*STATED GOAL*: Repeat the lines of data word for word, beginning with the line that contains "Where can the white cloud" and continuing through the line that contains "point(188, 67)", including both of those lines.

Dataset rows showing where objects appear:
================================

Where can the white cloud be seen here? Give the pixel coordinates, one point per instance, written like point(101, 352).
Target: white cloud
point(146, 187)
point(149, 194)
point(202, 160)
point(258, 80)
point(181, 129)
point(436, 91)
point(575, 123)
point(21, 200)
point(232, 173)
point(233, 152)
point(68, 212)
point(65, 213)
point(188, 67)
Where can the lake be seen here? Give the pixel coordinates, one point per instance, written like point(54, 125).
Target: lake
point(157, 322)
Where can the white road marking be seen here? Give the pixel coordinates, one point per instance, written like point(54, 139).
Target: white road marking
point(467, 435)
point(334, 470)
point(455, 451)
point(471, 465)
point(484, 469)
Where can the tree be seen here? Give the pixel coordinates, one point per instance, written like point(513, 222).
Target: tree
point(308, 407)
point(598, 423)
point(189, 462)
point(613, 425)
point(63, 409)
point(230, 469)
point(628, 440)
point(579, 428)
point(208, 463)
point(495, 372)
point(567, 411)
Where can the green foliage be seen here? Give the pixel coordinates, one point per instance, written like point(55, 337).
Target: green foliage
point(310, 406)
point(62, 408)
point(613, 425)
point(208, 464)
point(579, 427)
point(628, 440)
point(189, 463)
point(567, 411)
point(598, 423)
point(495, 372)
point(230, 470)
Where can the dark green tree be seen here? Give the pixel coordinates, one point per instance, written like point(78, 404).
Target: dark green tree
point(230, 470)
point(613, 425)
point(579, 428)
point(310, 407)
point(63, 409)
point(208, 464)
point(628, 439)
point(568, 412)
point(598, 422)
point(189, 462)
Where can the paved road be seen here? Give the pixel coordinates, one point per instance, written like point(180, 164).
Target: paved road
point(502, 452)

================================

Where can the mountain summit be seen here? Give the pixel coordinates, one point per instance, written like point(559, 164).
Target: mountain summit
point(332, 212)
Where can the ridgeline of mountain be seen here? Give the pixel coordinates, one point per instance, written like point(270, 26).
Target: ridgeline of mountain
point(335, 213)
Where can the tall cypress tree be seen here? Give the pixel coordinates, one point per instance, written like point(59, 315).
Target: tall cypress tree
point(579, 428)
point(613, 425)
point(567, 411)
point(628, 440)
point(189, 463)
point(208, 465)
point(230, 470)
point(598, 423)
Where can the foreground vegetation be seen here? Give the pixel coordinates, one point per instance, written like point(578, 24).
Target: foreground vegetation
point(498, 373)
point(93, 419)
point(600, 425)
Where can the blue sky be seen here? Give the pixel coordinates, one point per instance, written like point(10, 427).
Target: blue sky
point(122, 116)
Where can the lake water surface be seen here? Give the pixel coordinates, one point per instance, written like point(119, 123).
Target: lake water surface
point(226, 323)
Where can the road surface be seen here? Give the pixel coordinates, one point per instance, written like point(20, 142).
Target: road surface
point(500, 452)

================================

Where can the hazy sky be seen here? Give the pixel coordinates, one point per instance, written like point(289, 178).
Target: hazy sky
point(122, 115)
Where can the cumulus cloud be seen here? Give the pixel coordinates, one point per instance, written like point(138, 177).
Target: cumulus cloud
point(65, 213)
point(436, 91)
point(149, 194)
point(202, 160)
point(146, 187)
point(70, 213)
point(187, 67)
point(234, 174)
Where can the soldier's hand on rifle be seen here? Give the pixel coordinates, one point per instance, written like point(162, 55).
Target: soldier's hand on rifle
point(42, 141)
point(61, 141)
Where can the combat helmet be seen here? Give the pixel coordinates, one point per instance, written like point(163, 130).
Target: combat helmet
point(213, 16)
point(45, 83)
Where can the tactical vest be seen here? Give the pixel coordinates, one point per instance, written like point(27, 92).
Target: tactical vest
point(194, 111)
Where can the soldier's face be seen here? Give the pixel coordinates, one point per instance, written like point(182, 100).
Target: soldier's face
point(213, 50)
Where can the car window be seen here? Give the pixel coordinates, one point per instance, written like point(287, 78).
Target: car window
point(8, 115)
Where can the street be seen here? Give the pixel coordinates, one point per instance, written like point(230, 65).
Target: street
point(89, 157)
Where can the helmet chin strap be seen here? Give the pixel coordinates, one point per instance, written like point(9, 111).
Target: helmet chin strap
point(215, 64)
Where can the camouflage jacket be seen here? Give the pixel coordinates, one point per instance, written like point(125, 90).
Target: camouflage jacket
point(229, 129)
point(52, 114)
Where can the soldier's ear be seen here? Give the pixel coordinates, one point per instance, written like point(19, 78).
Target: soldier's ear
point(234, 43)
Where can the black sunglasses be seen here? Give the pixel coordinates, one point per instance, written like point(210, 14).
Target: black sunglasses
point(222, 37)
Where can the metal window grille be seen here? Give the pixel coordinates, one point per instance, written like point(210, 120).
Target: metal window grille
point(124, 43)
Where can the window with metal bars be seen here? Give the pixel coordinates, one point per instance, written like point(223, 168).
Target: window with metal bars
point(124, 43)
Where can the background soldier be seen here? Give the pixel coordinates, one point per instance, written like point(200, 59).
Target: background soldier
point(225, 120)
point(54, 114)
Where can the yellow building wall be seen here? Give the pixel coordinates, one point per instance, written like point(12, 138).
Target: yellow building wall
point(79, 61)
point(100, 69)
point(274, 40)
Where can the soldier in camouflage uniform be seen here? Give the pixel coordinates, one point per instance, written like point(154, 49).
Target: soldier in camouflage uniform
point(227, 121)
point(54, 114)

================================

*EXERCISE RESPONSE*:
Where can the white cloud be seen here? Give the pixel coordinates, one point per instance, written like point(101, 352).
Target: white cloud
point(146, 187)
point(149, 194)
point(202, 160)
point(258, 80)
point(181, 129)
point(436, 91)
point(575, 123)
point(21, 200)
point(232, 173)
point(233, 152)
point(68, 212)
point(65, 213)
point(188, 67)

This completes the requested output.